Audra: Yeah. And even the comfort of knowing you guys have a sleep consultant, and if I ran into issues, you know, I had 12 weeks off for maternity leave, and a big area of anxiety was, what is it going to look like when I go back, with sleep? And so I always knew I had Alyssa if I needed her. Thankfully, Charlie got on a good sleep routine on her own, but just knowing the amount and the diverse support that Gold Coast had, I knew I was going to be taken care of, and I knew I was in good hands.
Kristin: So what did you learn — obviously, you worked with doulas, but then you recently took your birth doula training. What opened your eyes that you didn’t know before about the doula role? Tell us a bit about your training.
Audra: It was so amazing. Just learning about nonjudgmental support. No matter what someone is thinking, feeling, we are just really there to support them. And, obviously, as we go through our own births and raising our own kids, we can develop our own feelings, but putting those aside and saying, we are there to support you, and no matter what you choose. So it was nice to just learn about all those different strategies and how I could go in and help a woman in any situation, no matter what. I would feel confident doing that.

--------

Things to do:
**a)** Summarize the doula interview excerpt in two sentences.
**b)** Continue the doula interview excerpt, starting after Audra's answer about her training.

[Records from a data collection]
--------

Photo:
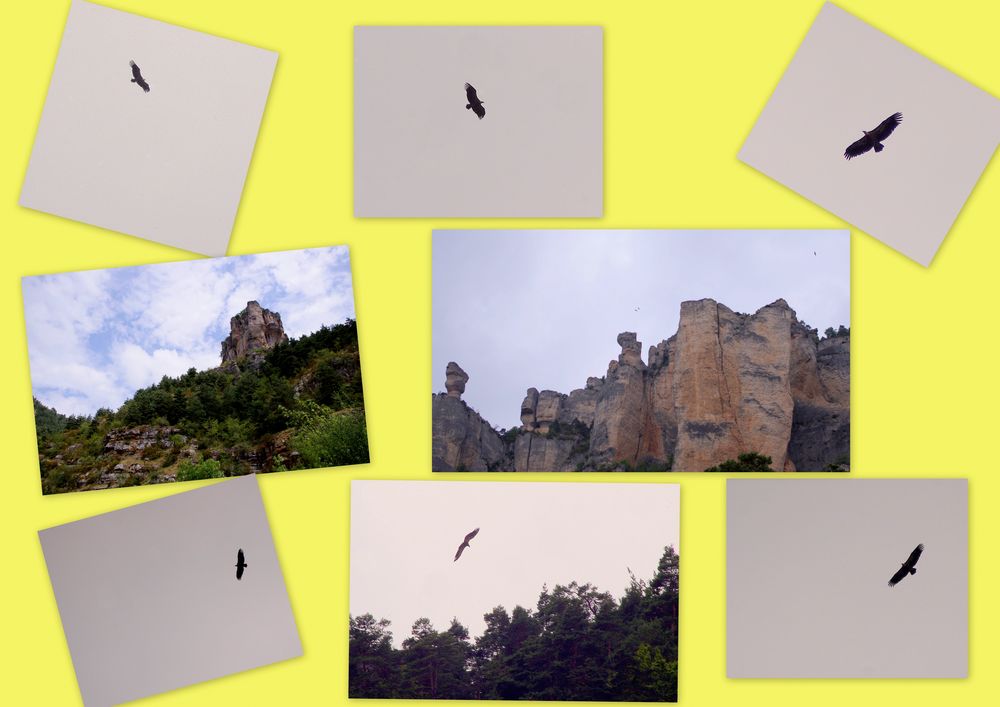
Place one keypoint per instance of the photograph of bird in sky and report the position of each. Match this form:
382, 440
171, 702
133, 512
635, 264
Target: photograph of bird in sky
558, 592
816, 137
806, 570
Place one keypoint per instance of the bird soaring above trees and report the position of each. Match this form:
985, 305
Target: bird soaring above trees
873, 139
137, 77
474, 103
240, 564
465, 544
908, 567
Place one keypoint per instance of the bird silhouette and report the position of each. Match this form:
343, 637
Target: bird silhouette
465, 544
137, 77
240, 564
874, 138
474, 103
908, 567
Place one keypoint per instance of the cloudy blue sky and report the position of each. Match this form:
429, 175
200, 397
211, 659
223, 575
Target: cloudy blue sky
543, 309
96, 336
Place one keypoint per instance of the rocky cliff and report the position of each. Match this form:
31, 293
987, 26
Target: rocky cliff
253, 329
725, 384
462, 439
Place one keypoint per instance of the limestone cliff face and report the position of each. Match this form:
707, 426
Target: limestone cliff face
252, 329
724, 384
462, 440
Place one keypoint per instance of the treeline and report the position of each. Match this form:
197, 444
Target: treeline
298, 405
577, 644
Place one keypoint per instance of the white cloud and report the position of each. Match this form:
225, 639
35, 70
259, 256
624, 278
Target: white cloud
95, 337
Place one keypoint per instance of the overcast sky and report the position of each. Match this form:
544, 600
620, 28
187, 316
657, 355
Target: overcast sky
96, 336
419, 152
808, 565
907, 195
543, 309
404, 535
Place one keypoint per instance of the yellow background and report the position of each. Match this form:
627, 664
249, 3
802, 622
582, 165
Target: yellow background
684, 82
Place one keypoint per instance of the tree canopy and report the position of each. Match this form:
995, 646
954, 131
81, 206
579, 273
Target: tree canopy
578, 643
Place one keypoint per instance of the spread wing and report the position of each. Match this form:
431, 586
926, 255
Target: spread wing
896, 578
859, 147
915, 555
465, 544
886, 127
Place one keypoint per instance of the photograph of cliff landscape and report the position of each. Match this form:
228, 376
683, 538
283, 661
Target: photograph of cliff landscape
514, 591
195, 370
748, 367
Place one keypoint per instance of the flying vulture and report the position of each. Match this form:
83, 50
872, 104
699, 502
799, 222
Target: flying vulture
474, 103
240, 564
875, 137
137, 77
465, 544
908, 567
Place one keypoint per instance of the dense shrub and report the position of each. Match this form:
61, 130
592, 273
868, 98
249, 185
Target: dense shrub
192, 471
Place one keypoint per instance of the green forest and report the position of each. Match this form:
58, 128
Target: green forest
578, 643
299, 405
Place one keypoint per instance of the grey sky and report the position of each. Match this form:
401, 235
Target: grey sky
149, 599
542, 309
808, 565
167, 165
404, 535
419, 152
848, 77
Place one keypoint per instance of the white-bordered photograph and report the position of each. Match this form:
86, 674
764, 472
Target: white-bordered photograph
171, 592
478, 121
850, 578
148, 128
875, 133
514, 591
729, 350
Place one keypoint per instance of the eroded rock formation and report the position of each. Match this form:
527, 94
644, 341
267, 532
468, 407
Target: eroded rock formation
253, 329
725, 384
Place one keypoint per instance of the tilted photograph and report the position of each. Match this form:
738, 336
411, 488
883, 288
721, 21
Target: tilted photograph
849, 578
148, 128
747, 365
514, 591
195, 369
875, 133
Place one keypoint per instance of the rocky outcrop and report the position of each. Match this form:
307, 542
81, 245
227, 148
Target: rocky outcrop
725, 384
133, 440
455, 380
462, 439
253, 329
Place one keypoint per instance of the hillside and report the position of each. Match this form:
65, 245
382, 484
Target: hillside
724, 386
294, 404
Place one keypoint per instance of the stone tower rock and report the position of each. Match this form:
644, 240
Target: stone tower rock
252, 329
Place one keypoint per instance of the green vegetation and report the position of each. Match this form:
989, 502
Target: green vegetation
298, 405
749, 461
578, 644
208, 469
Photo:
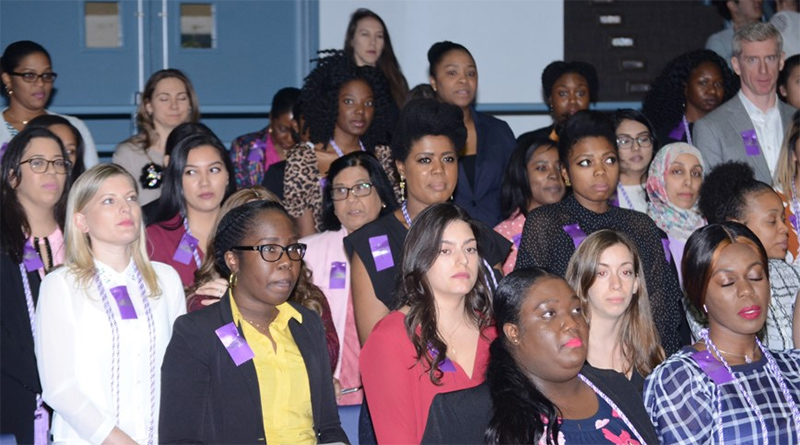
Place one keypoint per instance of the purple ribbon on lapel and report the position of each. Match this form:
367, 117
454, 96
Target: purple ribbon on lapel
575, 232
446, 365
30, 258
750, 140
716, 370
235, 344
381, 252
667, 252
183, 254
124, 303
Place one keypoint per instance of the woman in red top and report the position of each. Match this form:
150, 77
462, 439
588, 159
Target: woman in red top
438, 340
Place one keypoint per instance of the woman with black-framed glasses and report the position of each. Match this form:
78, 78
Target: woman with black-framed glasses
28, 78
357, 192
254, 367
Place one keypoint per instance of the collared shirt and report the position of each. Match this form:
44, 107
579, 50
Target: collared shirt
74, 353
769, 130
282, 378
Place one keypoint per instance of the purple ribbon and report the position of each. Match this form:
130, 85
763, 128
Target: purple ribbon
338, 275
381, 252
124, 303
30, 258
234, 343
751, 143
716, 370
446, 365
667, 252
575, 232
184, 252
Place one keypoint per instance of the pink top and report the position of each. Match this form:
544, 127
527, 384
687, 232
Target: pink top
325, 249
511, 229
398, 387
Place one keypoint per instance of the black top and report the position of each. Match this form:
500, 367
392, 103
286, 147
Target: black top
19, 377
494, 249
461, 417
545, 243
206, 398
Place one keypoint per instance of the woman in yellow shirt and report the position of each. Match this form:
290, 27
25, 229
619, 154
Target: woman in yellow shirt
254, 367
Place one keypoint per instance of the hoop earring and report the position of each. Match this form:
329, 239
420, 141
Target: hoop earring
232, 280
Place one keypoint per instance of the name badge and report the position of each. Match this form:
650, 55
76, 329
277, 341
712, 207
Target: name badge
235, 344
184, 252
751, 143
124, 303
381, 252
338, 275
575, 232
30, 258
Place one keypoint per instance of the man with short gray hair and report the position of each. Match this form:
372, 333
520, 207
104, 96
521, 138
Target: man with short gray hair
750, 126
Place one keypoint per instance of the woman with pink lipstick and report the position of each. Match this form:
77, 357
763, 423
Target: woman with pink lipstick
532, 179
728, 387
438, 339
198, 177
27, 75
589, 164
539, 387
730, 192
367, 42
345, 109
168, 100
33, 196
252, 368
567, 87
690, 86
606, 272
482, 160
636, 143
104, 320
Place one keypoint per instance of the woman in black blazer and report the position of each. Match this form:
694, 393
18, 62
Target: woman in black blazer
211, 392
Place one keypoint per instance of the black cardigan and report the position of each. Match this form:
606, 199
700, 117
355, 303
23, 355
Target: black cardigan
461, 417
206, 398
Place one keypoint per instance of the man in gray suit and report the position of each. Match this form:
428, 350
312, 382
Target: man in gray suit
750, 126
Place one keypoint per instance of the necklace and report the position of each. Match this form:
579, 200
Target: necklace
339, 151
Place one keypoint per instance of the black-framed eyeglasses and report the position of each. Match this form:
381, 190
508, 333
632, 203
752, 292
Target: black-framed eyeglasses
358, 190
40, 165
273, 252
33, 77
626, 142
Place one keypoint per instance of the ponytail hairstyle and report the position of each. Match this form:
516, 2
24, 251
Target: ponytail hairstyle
522, 413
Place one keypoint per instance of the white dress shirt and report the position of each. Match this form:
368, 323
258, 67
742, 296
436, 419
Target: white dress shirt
769, 130
73, 351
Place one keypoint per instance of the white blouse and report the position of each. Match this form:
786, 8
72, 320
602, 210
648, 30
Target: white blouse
74, 349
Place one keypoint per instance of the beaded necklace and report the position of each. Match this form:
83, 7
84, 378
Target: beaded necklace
773, 366
115, 345
194, 248
613, 407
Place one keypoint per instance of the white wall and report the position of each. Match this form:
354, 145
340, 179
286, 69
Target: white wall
512, 40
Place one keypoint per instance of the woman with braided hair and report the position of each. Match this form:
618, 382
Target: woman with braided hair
690, 86
346, 108
252, 368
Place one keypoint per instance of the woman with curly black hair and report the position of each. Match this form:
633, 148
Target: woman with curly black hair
690, 86
346, 108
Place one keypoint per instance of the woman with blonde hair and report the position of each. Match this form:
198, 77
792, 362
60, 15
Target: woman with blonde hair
786, 177
606, 273
103, 322
168, 100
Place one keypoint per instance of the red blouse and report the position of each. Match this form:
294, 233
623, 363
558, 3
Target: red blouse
398, 388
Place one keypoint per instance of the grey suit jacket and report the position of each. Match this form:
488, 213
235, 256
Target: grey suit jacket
718, 136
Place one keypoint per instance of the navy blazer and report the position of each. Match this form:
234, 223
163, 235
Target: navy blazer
494, 146
206, 398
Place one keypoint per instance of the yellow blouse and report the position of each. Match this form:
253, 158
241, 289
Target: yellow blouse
282, 379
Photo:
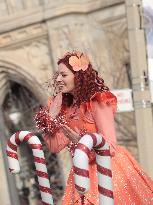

--------

Set of answers:
**a)** Audra says a major worry during her 12 weeks of maternity leave was sleep once she returned to work, and knowing that Gold Coast offered a sleep consultant, Alyssa, reassured her, although Charlie settled into a good sleep routine on her own. Asked about her recent birth doula training, she says it taught her nonjudgmental support and strategies for helping a woman in any situation, and she would feel confident doing that.

**b)**
Kristin: Right. And your particular training through ProDoula — and I’m also trained through ProDoula — you realize you don’t need all the things as a doula, and you have that instinctual knowledge, and you’re able to just serve; again, without judgment, and an open heart, and a brand new doula can be just as effective as someone who’s seasoned like myself.
Audra: Yeah. And, again, before I knew much about doulas, I always thought, oh, they have the birthing balls and they’re in the tub and, you know, all these other knick-knacks that you have to have. And it’s really just yourself being there. That’s all you need.
Kristin: I mean, I have a birth backpack that is filled with things, but outside of, you know, my bosu and a couple other things — like, I like the LED candles to put in the bathroom if a client’s in the tub or shower, but I don’t use everything I bring. Other than snacks for myself, and that’s key. Got to keep going! But, yeah. So we’re excited to have you on the team!
Audra: Yes. I’m so excited!
Kristin: And I know you have plans eventually to become a postpartum doula, but you are available for hire for labor doula support.
Kristin: So we’re excited to begin that process with you. Thanks for sharing your story, Audra!
Audra: Yes. Thank you for having me! I love sharing it and talking about my experience.
Kristin: You’ll impact so many families, not only from listening to the podcast, but when they begin working with you. And we will include a link to your bio in our podcast notes and the blog. Thanks for listening to Ask the Doulas with Gold Coast Doulas. These moments are golden!